Given data
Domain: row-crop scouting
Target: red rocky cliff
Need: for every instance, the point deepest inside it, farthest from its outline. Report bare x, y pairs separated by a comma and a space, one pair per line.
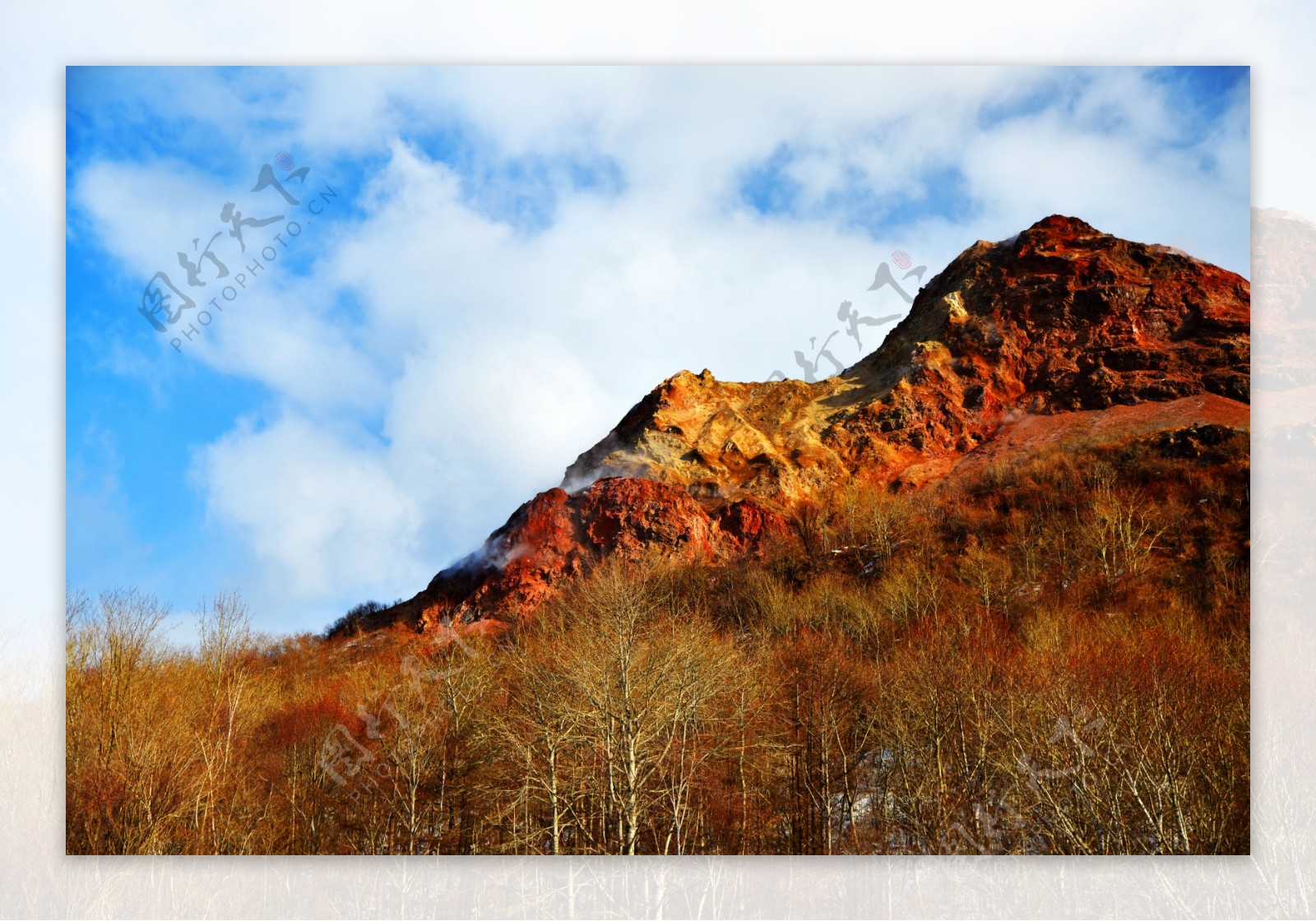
1061, 329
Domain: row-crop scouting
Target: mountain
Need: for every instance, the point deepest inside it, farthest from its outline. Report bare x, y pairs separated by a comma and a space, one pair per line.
1059, 333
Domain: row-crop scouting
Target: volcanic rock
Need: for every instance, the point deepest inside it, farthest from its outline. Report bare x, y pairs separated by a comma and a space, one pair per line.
1059, 332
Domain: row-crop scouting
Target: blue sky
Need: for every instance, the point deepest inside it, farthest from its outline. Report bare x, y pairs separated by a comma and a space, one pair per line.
510, 260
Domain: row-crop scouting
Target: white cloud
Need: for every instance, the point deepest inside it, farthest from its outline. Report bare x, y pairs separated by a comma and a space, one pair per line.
486, 359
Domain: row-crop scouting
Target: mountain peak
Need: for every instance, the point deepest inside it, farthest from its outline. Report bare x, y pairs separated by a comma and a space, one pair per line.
1096, 333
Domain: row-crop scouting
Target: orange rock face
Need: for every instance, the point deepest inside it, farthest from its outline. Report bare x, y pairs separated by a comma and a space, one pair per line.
1063, 322
556, 536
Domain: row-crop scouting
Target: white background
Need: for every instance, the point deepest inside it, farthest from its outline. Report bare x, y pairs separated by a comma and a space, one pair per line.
39, 41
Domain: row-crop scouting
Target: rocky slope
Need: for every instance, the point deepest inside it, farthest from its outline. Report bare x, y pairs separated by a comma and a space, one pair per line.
1061, 332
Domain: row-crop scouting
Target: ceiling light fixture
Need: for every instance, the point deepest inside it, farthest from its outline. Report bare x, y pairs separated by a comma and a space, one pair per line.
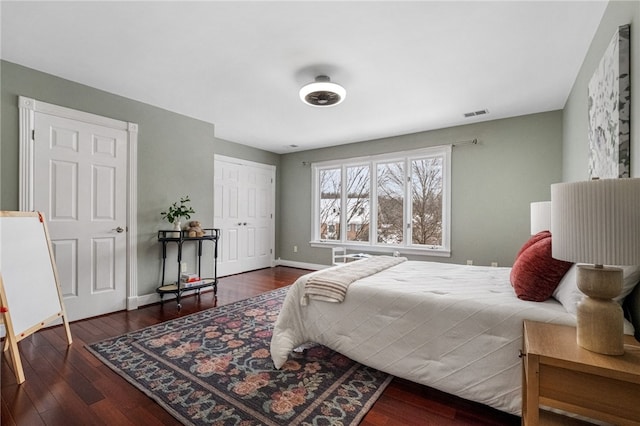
322, 92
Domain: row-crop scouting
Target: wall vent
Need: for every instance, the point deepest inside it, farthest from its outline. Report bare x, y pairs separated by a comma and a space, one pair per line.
476, 113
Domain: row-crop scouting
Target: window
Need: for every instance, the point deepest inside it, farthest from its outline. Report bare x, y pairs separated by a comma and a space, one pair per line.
398, 201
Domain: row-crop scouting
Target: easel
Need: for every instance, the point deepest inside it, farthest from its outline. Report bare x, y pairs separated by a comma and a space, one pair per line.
30, 294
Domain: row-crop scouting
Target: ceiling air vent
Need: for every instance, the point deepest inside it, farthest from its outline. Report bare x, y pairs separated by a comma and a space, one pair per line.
476, 113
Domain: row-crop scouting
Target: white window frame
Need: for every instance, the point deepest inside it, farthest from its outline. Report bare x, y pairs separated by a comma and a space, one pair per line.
406, 247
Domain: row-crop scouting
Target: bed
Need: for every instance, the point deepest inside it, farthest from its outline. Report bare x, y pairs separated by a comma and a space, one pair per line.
456, 328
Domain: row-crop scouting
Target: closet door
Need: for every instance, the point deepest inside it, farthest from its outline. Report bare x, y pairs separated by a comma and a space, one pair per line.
244, 194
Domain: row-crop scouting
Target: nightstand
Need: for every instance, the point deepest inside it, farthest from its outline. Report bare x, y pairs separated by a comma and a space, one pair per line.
558, 373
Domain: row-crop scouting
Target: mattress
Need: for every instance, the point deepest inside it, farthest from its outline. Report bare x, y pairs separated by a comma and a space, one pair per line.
456, 328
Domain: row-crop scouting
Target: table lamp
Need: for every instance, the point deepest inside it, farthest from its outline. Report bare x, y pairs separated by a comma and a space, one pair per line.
597, 222
540, 216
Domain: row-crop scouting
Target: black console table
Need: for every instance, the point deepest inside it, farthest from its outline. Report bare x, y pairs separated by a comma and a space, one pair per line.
180, 237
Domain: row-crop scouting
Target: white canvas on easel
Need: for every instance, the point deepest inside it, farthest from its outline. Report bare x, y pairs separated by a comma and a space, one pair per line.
30, 296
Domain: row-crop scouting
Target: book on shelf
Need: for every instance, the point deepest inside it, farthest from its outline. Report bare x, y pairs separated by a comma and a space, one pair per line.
191, 283
187, 278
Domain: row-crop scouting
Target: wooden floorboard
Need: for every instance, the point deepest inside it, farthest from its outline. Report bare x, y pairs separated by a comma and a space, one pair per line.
69, 386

Work instructions
Every record must be copied exactly, with the pictures left out.

Result for this exercise
Domain: row-crop scouting
Target: red rocky cliff
Need: for every instance, the point deepest inside it, farthest from its outline. Report bare x, y pairs separated by a comma and a space, one pair per line.
1061, 329
Domain: row-crop scouting
Target: mountain
Need: for every instance, the point deepest inside it, farthest from its outline. Report bare x, y pairs separated by a comma and a space, one pair per line.
1059, 333
Domain: row-crop scouting
Target: volcanic rock
Need: for every instance, the point deepest inside it, farthest from its outline. Report bare x, y pairs separated by a comma and a space, one pair per line.
1059, 332
Domain: row-crop scouting
Target: blue sky
Need: for every instance, the point deepest inside it, farthest from its outline. Report bare x, y pairs separated by a comma and a space, one pair per line.
510, 260
Domain: row-crop scouting
Target: white cloud
Need: for every instance, the point deepest inside it, farthest from its outline. Report bare x, y pairs separated by a comma and a space, one pair per line.
486, 359
Domain: row-crop scouting
Target: mountain peak
Need: for every instance, the point deepest inside it, farthest from its outline. Report bare x, y pairs separated by a comma and a space, one pair per line.
1096, 333
Domain: row-crop scouting
Target: orange rock face
Need: for every instance, the point deepest inside it, farthest from its outline. Report bare x, y pairs separated by a comma and a space, one pair per line.
1063, 322
556, 536
Domain: row-crop scouting
Target: white background
Need: for every instance, the point deepest inside it, farthest from its outline. Report bare x, y pairs separated by a comma and a space, one pair per line.
39, 41
Domain: row-crop scouting
Target: rocky slope
Need: for every instance, the point deepest inside it, farthest from its outline. Report bare x, y pairs separated by a comma and a space, one pair per line.
1061, 332
Domain: row-crop scouting
Target: ceiling light fixture
Need: for every instance, the point deepest inside it, farthest from its outline. Report bare x, y pairs separated by a comma and a space, one pair per line.
322, 92
Domain: row-crop scouting
Target: wall vent
Need: for every instance, the point deepest inside it, farthest from its outline. Report bare x, y pairs separated by a comma and a space, one pair per line.
476, 113
Domain: row-crop scouting
Target: window
Need: for every instance, the point deepest inside it, farthest from its outline. Report bare x, y pairs separated by a comma and a space, one pair per line.
398, 201
Domain: row-crop scouting
Target: easel
Need: for every instance, the point deepest inside it, farthest from its outline. Report bare x, y pairs separated by a comma and a space, one pair per line.
30, 294
Domain: row-crop scouting
Target: ceiling air vent
Need: for every instance, the point deepest inside it, farthest from its outline. Report bare x, y pairs separated by a comma and a space, one pair per line.
476, 113
Domain: row-crop scouting
Target: white window frame
Need: for every instance, the point deepest inside it, farthest from its outline. Report bare x, y pairs separated by a comma and a space, one pair per line.
406, 247
Domain: row-crop scouting
Target: bed
Need: for every instance, the point deepest inside it, farthest from its outline. Report bare x, y pairs separated by a comma and a space, one pair per line.
456, 328
Domain: row-crop scouting
Target: closet door
Need: for every instance, the point deepest inside it, farthest from its outline. Report bare x, y pairs separated by a comma and a space, one pair per line.
244, 194
Domain: row-crop scouting
Target: nightstand
Need: for every instance, the point deepest inside it, farthest from its outline. Report bare x, y pairs separated by a comma and a space, one pair per line.
558, 373
Domain: row-crop scouting
Target: mattress
Need: for every instance, the point deepest inside it, farthest from its outline. Report bare x, y pairs separated by a comma and a space, one pair per line.
456, 328
Domain: row-crop scouting
Target: table lamp
Need: for every instance, the point deepest inside it, farthest from its outline. Report bare x, y pairs separated by a comma and a space, one pair per line.
597, 222
540, 216
Domain: row-crop scouting
Target: black console table
Need: for every instance, the point deepest inside it, farthest from its outline. Report bare x, y pairs separated by a comma and a space, one pair per line.
180, 237
Domain: row-crop scouting
Target: white canvas on easel
Need: for every instance, the point deepest inside it, farthest from its outline. Report bare x, y pairs separated by a comma and a space, one pair per line.
30, 296
Domain: row-crop scouting
Target: book on shelf
Need: for every instance, the point deepest inside it, farthest from its outline. Report bare x, y pairs separated by a comma and a space, one pair per line.
191, 283
187, 278
Domain: row-crop scouting
Target: wooden floorboard
Need: for every instance, the point deepest inside it, farthest from its outline. Report bare x, y pairs separated by a comma and a space, one pair per line.
69, 386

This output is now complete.